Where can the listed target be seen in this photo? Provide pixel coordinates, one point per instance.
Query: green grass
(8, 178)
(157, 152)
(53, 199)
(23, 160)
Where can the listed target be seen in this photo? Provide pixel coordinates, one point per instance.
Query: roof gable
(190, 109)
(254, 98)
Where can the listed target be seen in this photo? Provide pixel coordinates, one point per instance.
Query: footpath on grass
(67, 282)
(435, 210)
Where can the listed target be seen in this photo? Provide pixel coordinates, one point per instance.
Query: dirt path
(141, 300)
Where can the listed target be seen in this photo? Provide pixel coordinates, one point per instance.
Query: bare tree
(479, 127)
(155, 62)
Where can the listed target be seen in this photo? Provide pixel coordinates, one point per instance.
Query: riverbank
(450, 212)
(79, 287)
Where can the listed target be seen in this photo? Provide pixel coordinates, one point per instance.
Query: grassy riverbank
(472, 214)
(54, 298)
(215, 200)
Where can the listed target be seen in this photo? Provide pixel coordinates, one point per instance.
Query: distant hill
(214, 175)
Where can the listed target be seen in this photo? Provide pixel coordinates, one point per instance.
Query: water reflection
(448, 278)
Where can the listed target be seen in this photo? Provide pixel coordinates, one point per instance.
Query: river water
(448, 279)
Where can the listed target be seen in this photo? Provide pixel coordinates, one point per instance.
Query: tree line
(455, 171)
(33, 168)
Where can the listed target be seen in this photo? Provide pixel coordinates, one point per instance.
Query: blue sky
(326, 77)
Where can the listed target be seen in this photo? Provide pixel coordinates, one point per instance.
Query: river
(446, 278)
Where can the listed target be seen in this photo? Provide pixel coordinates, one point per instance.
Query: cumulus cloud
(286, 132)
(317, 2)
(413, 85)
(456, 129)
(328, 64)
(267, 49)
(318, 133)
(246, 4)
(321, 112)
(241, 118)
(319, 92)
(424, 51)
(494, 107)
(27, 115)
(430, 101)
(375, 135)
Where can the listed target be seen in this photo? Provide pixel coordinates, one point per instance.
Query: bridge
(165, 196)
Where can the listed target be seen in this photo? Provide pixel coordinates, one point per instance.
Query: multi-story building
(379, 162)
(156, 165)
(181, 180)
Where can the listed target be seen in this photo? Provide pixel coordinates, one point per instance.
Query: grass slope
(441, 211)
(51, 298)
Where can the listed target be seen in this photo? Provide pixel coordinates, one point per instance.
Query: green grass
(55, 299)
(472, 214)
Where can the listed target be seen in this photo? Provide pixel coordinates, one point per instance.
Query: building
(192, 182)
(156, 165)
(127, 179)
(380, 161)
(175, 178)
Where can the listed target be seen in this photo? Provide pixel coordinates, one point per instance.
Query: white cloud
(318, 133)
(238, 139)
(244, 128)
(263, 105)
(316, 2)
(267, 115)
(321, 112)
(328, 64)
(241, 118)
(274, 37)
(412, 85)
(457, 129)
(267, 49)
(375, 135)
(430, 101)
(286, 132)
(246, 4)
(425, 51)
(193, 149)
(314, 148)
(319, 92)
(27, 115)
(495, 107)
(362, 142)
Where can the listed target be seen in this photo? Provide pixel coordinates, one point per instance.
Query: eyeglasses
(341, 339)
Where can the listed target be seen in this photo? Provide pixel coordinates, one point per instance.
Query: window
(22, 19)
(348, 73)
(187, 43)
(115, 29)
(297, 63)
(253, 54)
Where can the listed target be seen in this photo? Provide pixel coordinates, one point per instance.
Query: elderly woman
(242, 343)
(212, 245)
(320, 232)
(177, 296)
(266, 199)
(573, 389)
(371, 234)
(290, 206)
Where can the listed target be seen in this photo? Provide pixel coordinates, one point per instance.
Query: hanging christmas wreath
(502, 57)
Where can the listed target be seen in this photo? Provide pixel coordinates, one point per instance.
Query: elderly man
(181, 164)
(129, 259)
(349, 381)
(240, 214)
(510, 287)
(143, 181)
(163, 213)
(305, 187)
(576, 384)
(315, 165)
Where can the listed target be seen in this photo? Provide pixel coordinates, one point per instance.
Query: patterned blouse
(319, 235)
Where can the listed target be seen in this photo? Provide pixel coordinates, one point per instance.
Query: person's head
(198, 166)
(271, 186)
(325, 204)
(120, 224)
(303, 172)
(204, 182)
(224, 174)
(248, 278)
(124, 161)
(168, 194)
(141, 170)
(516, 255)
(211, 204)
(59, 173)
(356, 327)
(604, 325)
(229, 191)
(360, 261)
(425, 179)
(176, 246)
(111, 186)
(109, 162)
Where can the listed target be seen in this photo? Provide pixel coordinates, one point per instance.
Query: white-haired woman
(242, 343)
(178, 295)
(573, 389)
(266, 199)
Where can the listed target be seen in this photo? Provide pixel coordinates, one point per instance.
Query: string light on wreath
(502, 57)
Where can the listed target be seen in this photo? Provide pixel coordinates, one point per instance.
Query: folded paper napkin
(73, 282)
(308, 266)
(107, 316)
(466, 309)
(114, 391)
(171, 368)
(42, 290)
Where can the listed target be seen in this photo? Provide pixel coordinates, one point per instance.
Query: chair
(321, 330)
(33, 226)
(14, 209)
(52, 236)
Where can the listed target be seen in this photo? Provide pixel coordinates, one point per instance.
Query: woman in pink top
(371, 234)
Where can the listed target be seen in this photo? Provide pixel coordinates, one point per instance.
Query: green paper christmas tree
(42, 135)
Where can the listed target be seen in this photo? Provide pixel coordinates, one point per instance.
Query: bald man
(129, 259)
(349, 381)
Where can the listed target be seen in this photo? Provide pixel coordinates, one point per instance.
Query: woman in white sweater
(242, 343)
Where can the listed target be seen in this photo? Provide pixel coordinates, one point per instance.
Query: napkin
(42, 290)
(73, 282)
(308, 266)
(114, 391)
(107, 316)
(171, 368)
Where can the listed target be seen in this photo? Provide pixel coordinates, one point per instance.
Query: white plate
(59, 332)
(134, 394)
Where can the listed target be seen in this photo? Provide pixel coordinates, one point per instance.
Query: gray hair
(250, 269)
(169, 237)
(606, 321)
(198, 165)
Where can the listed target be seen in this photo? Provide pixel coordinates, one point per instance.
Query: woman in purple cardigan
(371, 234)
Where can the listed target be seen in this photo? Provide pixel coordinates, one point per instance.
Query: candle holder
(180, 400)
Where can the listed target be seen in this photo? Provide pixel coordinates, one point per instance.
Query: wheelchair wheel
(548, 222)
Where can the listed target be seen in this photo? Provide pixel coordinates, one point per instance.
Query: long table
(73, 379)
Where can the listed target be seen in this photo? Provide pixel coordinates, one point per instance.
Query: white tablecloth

**Instructions for the task**.
Exact retyping is required: the line with "Query: wheelchair wheel" through the end of the data, both ends included, and no other line.

**Solution**.
Query: wheelchair wheel
(548, 222)
Where can the listed target be seen in this photo? Provide pixel coordinates, one point per instance.
Query: long table
(73, 379)
Where can the listed target be seen in this photo? Provide pixel coordinates, one point per instance.
Query: white tablecloth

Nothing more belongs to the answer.